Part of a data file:
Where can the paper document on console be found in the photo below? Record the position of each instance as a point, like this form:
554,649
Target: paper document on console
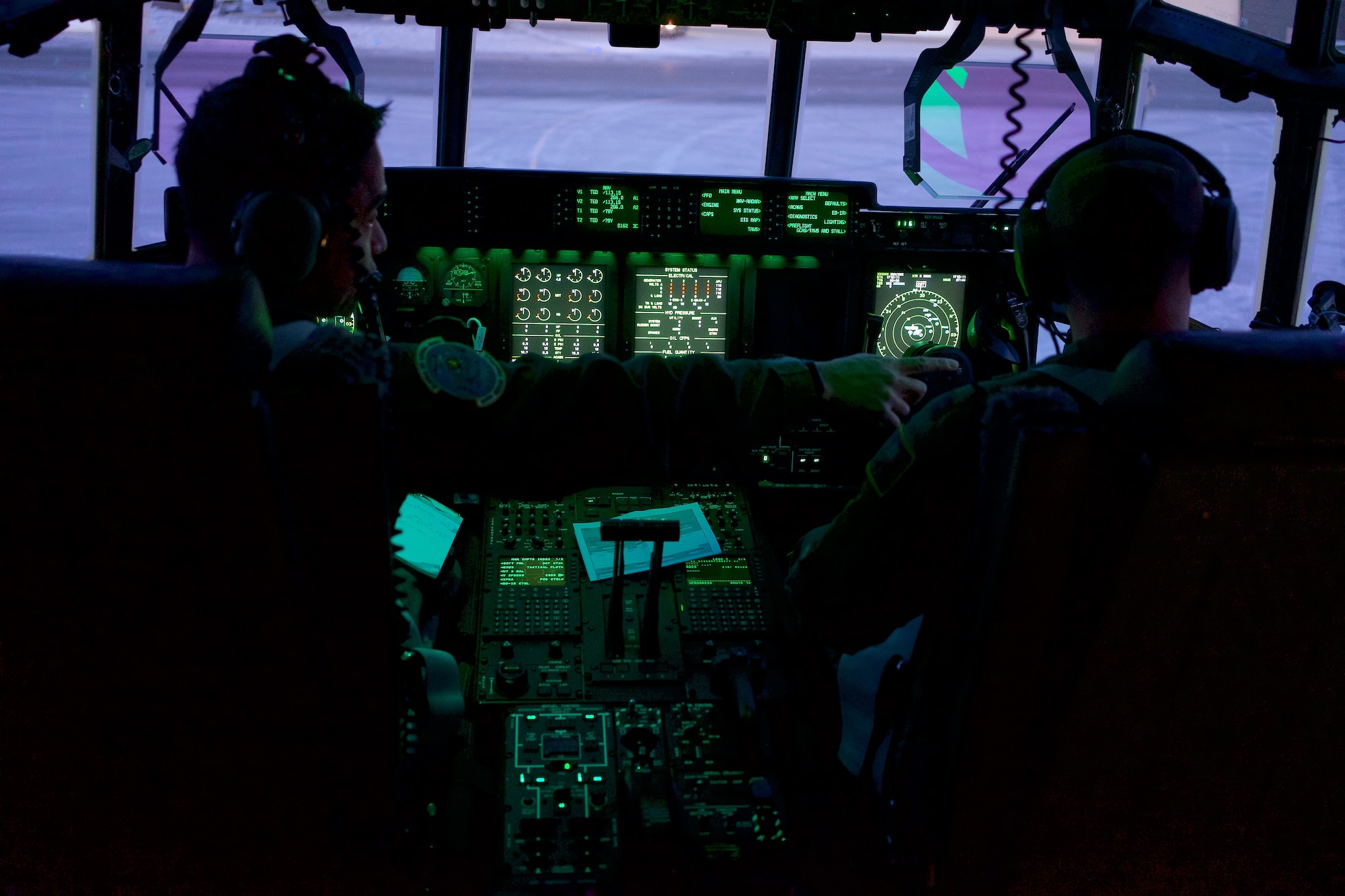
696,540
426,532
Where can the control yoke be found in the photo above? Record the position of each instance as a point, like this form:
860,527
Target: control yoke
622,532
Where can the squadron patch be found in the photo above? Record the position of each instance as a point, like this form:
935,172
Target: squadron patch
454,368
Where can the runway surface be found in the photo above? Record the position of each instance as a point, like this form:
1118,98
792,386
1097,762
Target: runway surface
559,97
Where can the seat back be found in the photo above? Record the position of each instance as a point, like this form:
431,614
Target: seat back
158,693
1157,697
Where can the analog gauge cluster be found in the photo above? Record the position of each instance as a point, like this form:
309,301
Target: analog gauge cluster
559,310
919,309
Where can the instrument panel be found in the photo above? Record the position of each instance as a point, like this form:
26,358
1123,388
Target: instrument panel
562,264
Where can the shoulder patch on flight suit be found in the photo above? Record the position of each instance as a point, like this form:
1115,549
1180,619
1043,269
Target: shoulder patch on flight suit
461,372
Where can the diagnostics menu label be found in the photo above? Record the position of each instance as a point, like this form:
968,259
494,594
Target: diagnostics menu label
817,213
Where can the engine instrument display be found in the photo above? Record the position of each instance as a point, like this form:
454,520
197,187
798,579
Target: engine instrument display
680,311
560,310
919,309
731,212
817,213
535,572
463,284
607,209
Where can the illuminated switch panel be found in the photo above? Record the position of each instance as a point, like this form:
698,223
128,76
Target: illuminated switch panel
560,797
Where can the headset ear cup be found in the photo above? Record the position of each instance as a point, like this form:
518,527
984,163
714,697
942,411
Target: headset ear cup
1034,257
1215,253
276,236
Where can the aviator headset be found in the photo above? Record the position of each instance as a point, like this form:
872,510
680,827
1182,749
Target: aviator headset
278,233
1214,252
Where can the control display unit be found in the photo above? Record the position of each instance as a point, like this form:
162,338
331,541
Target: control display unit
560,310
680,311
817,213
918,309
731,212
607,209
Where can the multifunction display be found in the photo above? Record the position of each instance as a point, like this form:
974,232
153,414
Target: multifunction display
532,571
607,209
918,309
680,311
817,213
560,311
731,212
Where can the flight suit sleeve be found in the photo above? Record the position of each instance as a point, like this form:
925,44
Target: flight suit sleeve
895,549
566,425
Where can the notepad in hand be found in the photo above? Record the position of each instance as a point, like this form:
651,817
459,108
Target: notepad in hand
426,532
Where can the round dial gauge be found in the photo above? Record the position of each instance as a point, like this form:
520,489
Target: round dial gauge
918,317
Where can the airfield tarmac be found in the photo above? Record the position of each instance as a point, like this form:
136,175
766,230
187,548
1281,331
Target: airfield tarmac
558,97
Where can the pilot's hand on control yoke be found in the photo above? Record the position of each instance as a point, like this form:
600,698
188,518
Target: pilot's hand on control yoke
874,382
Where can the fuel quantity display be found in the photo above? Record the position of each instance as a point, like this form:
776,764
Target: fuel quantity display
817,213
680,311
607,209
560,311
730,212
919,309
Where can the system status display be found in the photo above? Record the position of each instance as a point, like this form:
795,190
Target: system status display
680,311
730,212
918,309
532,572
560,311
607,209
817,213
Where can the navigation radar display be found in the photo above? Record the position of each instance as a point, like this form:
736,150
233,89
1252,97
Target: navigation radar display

▶ WRITTEN REQUEST
Write out every line above exactly as it is, leaving out the pictures.

▶ COMPLETE RESPONSE
Where can the paper document on console be found in the photo below? Record the position of each instance as a point, like this form:
554,649
Target: paper document on console
696,540
426,532
Where can the control yoke be found in the photo above? Record the position of each instance as a point, like this form:
860,527
Target: control yoke
622,532
Where can the squadron patch be found in the photo above? Record the position of each instance as a point, like this form:
935,172
Target: squadron patch
454,368
Where can the runway surface be found in the photo above? Record the position of each instance as a point, like this form:
1118,98
792,386
1097,762
Target: runway surface
559,97
Where can the seat back be found in the photo above? Record the position of each instance as a point, like this form:
431,614
Target: seat back
158,693
1157,697
Where can the analog gauge cluster be found in the photo above? Record the position of each instance as a point, like this form:
309,301
Target: analog gauge cluster
559,310
919,309
Where can the instrument panel be found in the photo above? Record the position of each instance as a point, like this form:
26,358
1123,388
Target: instrument panel
562,264
Where can the shoulder patch on flight suit be found in the photo above? Record the position of each instance as a point, like this form:
1115,549
1180,619
1043,269
Target: shoulder patch on flight suit
461,372
Where can the diagnostics menu label be found in the photo above? Record the position of each instance as a point, like this form:
968,259
494,594
Target: diagnostics menu label
817,213
Where can the engine instrument display be found in the photo above? Record the position of each instance as a point, like this form:
454,520
197,187
798,579
Target: engine instrument display
680,311
560,310
919,309
731,212
817,213
535,572
463,284
607,209
Where can the illuminated switch panel be found in the photo above? Record the position of each instance as a point, like this form:
698,223
128,76
Target: illuminated switch panel
560,797
Where can the headset ear cup be found in the photo above? Record the position of each instance as a point, like this form:
518,527
984,163
714,697
942,411
Target: headset ear cup
1034,257
1215,253
276,236
Where can the aviator headset be found in the photo above? Record the position of each instance as a point, like this form:
872,510
680,827
1182,749
Target: aviator headset
278,233
1214,252
Where can the control display unit be found in the photo above? Record the position of each instance as a point, like this form:
162,338
331,541
Target: control display unit
560,310
680,311
817,213
918,309
731,212
607,209
Where can the multifunction display be found in the photo above? Record the position of each instance as a point, like this form:
974,232
153,414
Target: multifunction display
532,571
607,209
918,309
680,311
817,213
560,311
731,212
Where can the flight suit sleeve be found in the photo above? Record the position of each instance as a point, like this form:
925,44
Target: flight suit sleeve
895,549
566,425
Where can the notepad in hand be found in the photo above? Record the position of each instance as a point, like this form:
651,817
459,108
Target: notepad in hand
426,532
Where can the round dial gauge be found in the photo above? Record the position of each instance as a point, like this form:
520,489
Target: round dial gauge
918,317
Where can the airfield tarmac be found in the photo above? Record the position of each instance as a point, like this form:
136,175
766,230
187,548
1281,331
Target: airfield tarmac
558,97
Where can the pilot's hand on control yoke be found in the photo above? Record the position of each instance as a point, like this form:
600,698
188,518
Target: pilot's hand on control yoke
874,382
Where can the fuel quantity display be found in the photo above? Record the position of each instance as a point, like this form:
776,764
Target: fuel quantity display
817,213
680,311
607,209
560,311
730,212
919,309
Where can the system status display be found in the photo above? Record the position of each instance as a point, like this form:
795,190
Target: system status display
680,311
730,212
918,309
532,572
560,311
607,209
817,213
Where can the navigation radar display be found in the photo above? Record the position of each instance as a point, like this form:
736,150
233,89
1252,97
Target: navigation radar display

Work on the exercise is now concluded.